Data records
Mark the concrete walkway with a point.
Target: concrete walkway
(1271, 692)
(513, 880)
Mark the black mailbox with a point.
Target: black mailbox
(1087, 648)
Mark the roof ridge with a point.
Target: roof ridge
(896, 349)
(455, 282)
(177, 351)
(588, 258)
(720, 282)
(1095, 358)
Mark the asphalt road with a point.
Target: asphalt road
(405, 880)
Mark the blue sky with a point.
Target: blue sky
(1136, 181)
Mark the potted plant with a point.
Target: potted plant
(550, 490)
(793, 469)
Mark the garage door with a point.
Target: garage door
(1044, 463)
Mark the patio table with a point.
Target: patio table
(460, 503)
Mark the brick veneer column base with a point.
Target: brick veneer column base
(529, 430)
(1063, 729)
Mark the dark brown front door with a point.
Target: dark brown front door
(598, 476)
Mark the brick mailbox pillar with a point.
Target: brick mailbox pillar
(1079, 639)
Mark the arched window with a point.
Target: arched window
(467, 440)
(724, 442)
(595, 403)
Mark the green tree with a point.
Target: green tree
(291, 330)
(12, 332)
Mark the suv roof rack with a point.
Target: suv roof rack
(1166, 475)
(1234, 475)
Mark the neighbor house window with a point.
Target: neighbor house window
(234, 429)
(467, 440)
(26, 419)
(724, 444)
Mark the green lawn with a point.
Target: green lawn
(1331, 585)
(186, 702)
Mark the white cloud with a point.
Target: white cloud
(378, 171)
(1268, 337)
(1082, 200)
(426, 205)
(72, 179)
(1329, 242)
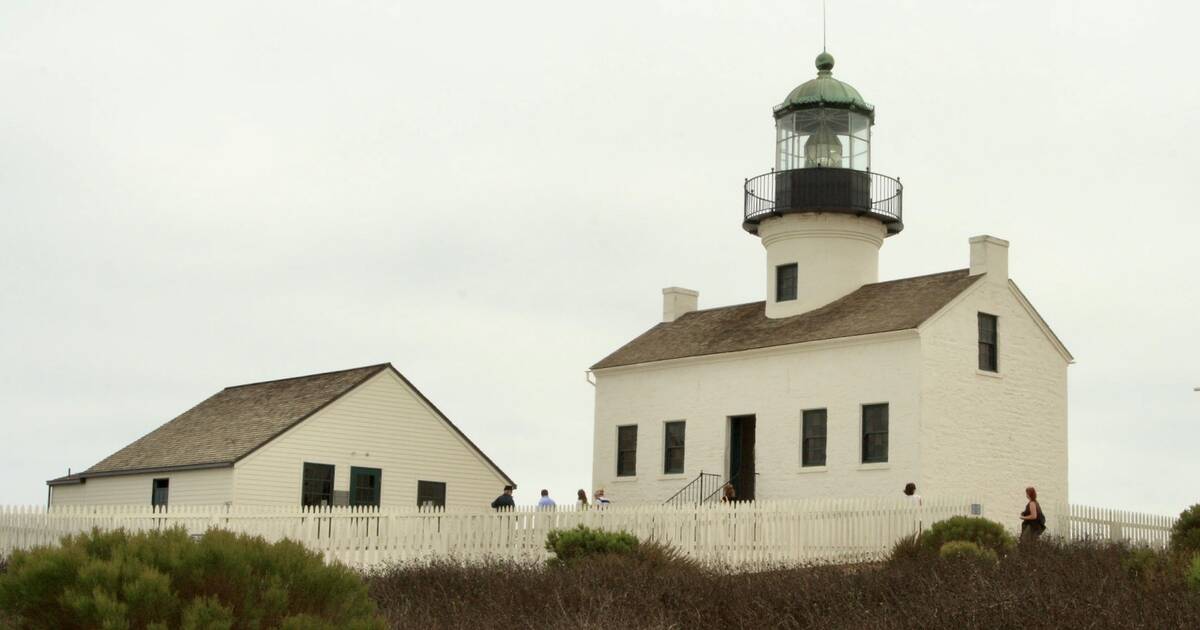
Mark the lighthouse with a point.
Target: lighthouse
(822, 213)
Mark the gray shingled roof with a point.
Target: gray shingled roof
(237, 420)
(879, 307)
(233, 423)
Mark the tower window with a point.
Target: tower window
(989, 357)
(785, 282)
(875, 433)
(814, 437)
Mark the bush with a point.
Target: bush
(1186, 532)
(570, 545)
(1056, 585)
(167, 580)
(1143, 562)
(1193, 575)
(984, 533)
(963, 550)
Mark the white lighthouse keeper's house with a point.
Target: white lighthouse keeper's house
(838, 384)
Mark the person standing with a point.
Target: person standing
(1033, 520)
(504, 502)
(910, 492)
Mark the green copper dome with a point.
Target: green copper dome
(825, 91)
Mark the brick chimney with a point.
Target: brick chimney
(677, 301)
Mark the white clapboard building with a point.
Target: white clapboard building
(838, 384)
(355, 437)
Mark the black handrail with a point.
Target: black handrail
(696, 490)
(823, 190)
(720, 487)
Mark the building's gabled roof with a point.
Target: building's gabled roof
(240, 419)
(879, 307)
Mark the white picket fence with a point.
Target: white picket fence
(1080, 522)
(759, 533)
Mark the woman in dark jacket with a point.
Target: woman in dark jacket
(1033, 520)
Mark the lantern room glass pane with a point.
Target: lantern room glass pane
(823, 137)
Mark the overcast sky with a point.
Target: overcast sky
(492, 195)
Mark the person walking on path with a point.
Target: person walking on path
(1033, 520)
(504, 502)
(910, 492)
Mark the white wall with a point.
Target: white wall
(993, 435)
(209, 486)
(775, 385)
(834, 253)
(382, 425)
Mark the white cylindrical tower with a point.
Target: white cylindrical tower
(822, 214)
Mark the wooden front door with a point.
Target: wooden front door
(742, 471)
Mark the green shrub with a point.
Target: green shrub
(984, 533)
(964, 550)
(1186, 532)
(1194, 573)
(582, 541)
(167, 580)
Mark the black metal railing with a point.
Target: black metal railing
(719, 493)
(696, 491)
(823, 190)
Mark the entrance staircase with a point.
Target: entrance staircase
(705, 489)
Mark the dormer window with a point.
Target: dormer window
(785, 282)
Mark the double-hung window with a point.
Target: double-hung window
(989, 357)
(160, 492)
(875, 433)
(785, 282)
(317, 485)
(365, 486)
(672, 448)
(431, 493)
(813, 437)
(627, 450)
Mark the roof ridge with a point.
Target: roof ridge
(917, 277)
(376, 366)
(721, 307)
(868, 285)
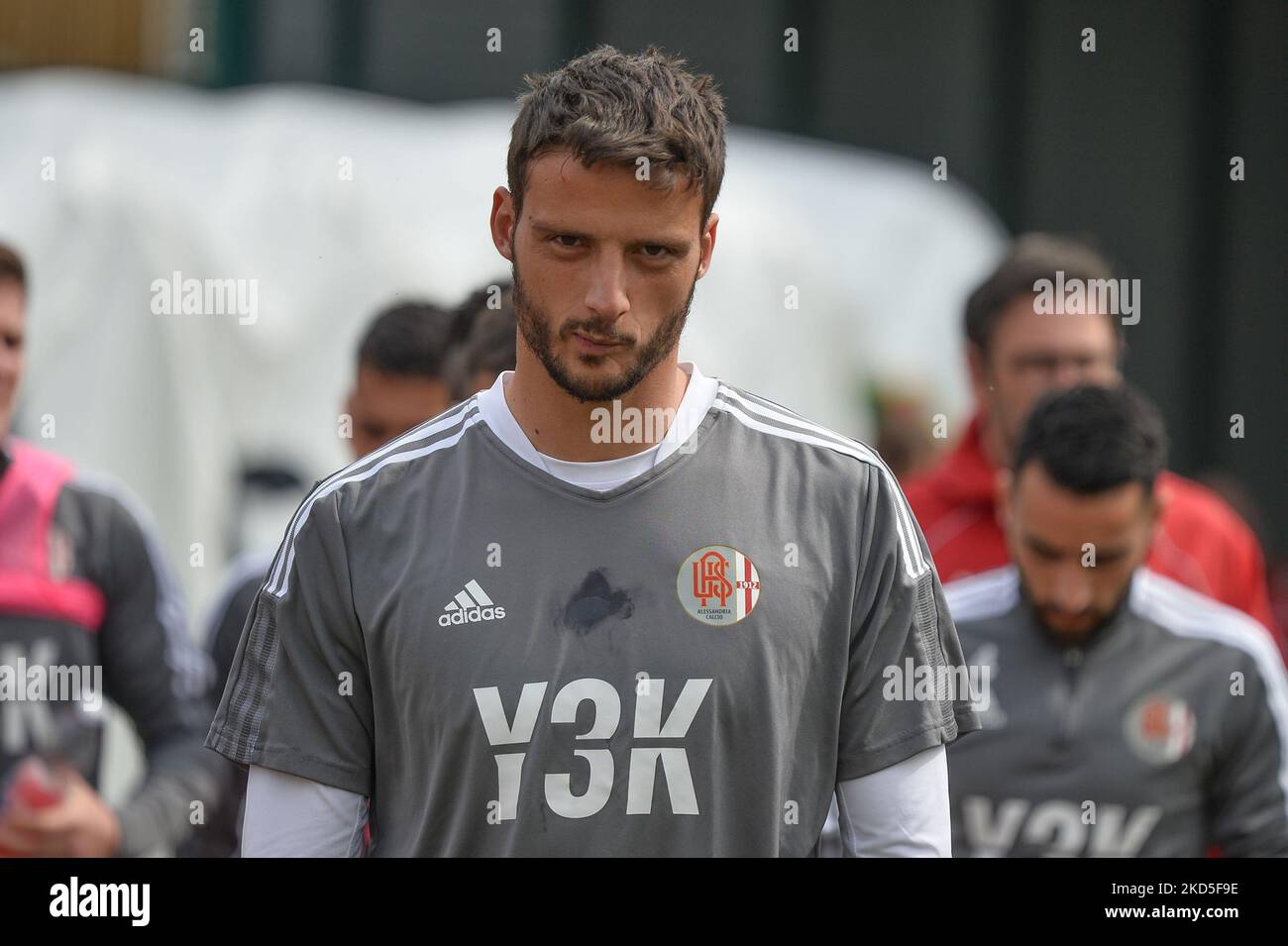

WRITTEN INSTRUCTION –
Find each line in the data records above that contains the word "entrance" and copy those lines out.

EXERCISE ANSWER –
Mark the entrance staircase with a point.
Target: entrance staircase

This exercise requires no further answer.